Step Two Ingredients:

  • Standard caramel syrup
  • 100 proof vodka (Smirnoff No. 57)
  • Vanilla extract

Step Two Instructions:

  1. Carefully pour off the clear portion of the macerated spirits in the jar, pouring it through a fine mesh stainless steel coffee filter into a jar.
  2. Pour the sludgy part through a regular kitchen strainer into a sauce pan, then strain through the stainless steel coffee filter into another jar. We can call this the “sludge jar”. Discard all the strained ingredients.
  3. Allow the clear part to settle for a few days, then carefully pour off and filter through paper coffee filters. Add the sludgy part to the sludge jar for later racking and filtering.
  4. Blend the macerated spirits according to the following proportions:
  • 1 cup macerated spirits
  • 1 1/3 cups standard caramel syrup
  • 2/3 cup standard sugar syrup
  • 1 cup 100 proof vodka (Smirnoff No. 57)
  • 1 tsp vanilla extract
  1. Bottle and enjoy!

Part I – Preparing and Combining the Ingredients

Begin by chopping the dried apricots into 1/4 inch chunks. Then add them to the 2 quart Mason jar and cover with 1/2 cup of distilled water and let soak for about 4 hours to rehydrate while you prepare the remaining ingredients. After rehydrating you should see some orange colored apricot juice surrounding the fruit at the bottom of the jar.

Shown below is a shot of a coffee grinder with bags of apricot kernels and raw almonds. Make sure you use raw (not roasted) almonds. You could also use a hand chopper, but the coffee grinder is a lot faster and easier.

Chop the almonds and apricot kernels. Don’t overdo it. You just want to chop them like when using a chopper. If you overdo it you’ll have a mess of powder.

Pour the chopped almonds and apricot kernels into a dish, then using the coffee grinder, chop the anise and fennel seeds, along with the peppercorn, cloves, allspice and cinnamon. Add these to the dish and set it aside, then add the chopped peppermint leaves (buy the peppermint leaves already chopped).

Shown below is a batch of jars with the rehydrated apricots in the back row. In front of the 2 qt Mason jars is a row of 1 qt. Mason jars with 3 cups of vodka in each jar. In front of the vodka jars are dishes filled with the chopped dry botanicals. All that remains is to add the frozen fruit, then add 1 cup of brandy to each jar, then add the vodka and chopped dry ingredients.

DATA LISTING =
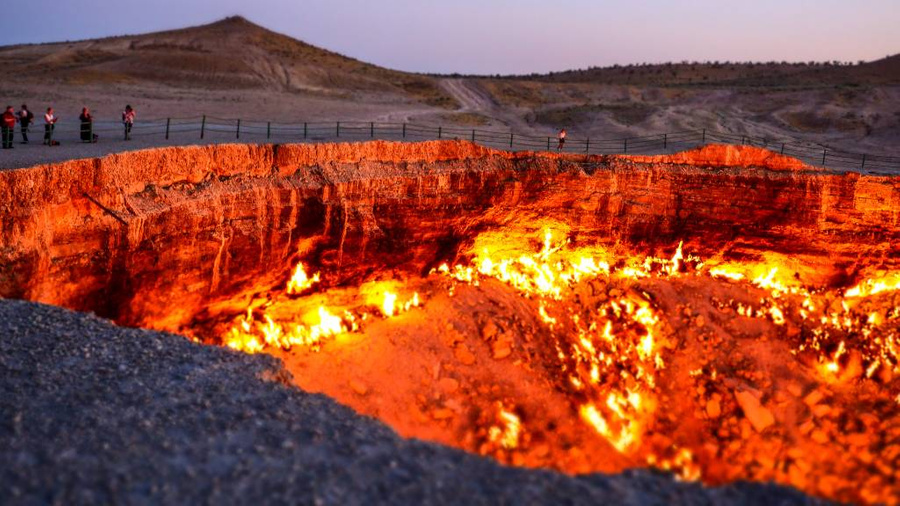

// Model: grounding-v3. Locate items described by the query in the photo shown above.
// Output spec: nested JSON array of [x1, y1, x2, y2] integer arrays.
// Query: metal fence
[[8, 116, 900, 174]]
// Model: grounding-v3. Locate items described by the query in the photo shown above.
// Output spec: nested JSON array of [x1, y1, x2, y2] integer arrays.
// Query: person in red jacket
[[78, 107, 97, 142], [0, 105, 16, 149], [122, 105, 136, 141]]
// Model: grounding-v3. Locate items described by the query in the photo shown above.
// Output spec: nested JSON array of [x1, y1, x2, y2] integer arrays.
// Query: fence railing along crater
[[8, 116, 900, 174]]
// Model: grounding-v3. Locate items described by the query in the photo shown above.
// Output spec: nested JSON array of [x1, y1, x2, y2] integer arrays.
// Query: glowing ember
[[287, 262, 319, 294]]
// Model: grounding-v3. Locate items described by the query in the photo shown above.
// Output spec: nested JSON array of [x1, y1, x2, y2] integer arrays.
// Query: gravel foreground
[[0, 300, 818, 505]]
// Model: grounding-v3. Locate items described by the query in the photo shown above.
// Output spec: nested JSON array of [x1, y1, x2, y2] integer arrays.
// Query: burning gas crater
[[199, 222, 900, 502], [7, 141, 900, 503]]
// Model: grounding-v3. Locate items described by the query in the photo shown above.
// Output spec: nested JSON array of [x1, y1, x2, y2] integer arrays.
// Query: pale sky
[[0, 0, 900, 74]]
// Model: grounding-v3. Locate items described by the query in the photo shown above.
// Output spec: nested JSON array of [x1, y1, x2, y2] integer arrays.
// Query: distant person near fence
[[122, 105, 136, 141], [0, 105, 16, 149], [44, 107, 59, 146], [78, 107, 98, 142], [556, 128, 567, 151], [19, 104, 34, 144]]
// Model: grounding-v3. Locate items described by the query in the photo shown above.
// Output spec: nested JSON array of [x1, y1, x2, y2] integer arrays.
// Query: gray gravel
[[0, 300, 824, 504]]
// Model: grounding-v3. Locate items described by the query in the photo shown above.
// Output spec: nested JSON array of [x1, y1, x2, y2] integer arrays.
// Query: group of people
[[0, 104, 137, 149]]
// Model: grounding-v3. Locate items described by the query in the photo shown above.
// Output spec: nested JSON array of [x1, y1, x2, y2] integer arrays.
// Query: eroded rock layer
[[0, 142, 900, 329], [0, 142, 900, 502]]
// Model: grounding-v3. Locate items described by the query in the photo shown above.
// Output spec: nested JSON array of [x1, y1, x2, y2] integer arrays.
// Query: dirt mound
[[0, 17, 452, 105], [0, 301, 818, 505]]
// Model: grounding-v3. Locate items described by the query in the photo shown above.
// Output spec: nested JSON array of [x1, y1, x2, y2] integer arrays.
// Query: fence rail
[[7, 116, 900, 174]]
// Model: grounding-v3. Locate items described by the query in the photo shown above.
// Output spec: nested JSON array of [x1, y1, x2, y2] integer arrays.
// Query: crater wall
[[0, 141, 900, 330]]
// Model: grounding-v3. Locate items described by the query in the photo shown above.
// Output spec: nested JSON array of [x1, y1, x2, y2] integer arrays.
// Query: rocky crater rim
[[0, 141, 900, 330]]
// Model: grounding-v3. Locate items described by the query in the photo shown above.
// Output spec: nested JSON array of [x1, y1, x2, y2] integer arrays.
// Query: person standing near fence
[[44, 107, 59, 146], [556, 128, 566, 151], [78, 107, 97, 142], [0, 105, 16, 149], [122, 105, 135, 141], [19, 104, 34, 144]]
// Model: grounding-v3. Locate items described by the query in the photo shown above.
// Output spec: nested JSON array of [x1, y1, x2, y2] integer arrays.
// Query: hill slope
[[0, 17, 452, 106]]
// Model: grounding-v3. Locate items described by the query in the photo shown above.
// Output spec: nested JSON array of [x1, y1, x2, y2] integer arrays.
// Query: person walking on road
[[19, 104, 34, 144], [0, 105, 16, 149], [122, 105, 135, 141], [44, 107, 59, 146], [78, 107, 97, 142]]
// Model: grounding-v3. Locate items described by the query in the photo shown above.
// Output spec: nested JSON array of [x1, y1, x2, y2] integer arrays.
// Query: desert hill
[[0, 17, 900, 154], [0, 17, 452, 106], [506, 54, 900, 88]]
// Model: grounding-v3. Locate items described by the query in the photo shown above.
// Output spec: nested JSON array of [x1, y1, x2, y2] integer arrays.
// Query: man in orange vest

EXERCISE 1 =
Copy the recipe from "1. Carefully pour" to "into a jar.".
EXERCISE 2 =
Do these statements agree with the recipe? Answer yes or no for each, and quote the words that decide it. (a) The almonds should be roasted. (b) The chopped dried apricots soak in distilled water for about 4 hours. (c) Each 1 qt Mason jar holds 3 cups of vodka.
Use only the recipe to respond.

RESULT 1 =
1. Carefully pour off the clear portion of the macerated spirits in the jar, pouring it through a fine mesh stainless steel coffee filter into a jar.

RESULT 2 =
(a) No: "Make sure you use raw (not roasted) almonds."
(b) Yes: "cover with 1/2 cup of distilled water and let soak for about 4 hours"
(c) Yes: "a row of 1 qt. Mason jars with 3 cups of vodka in each jar"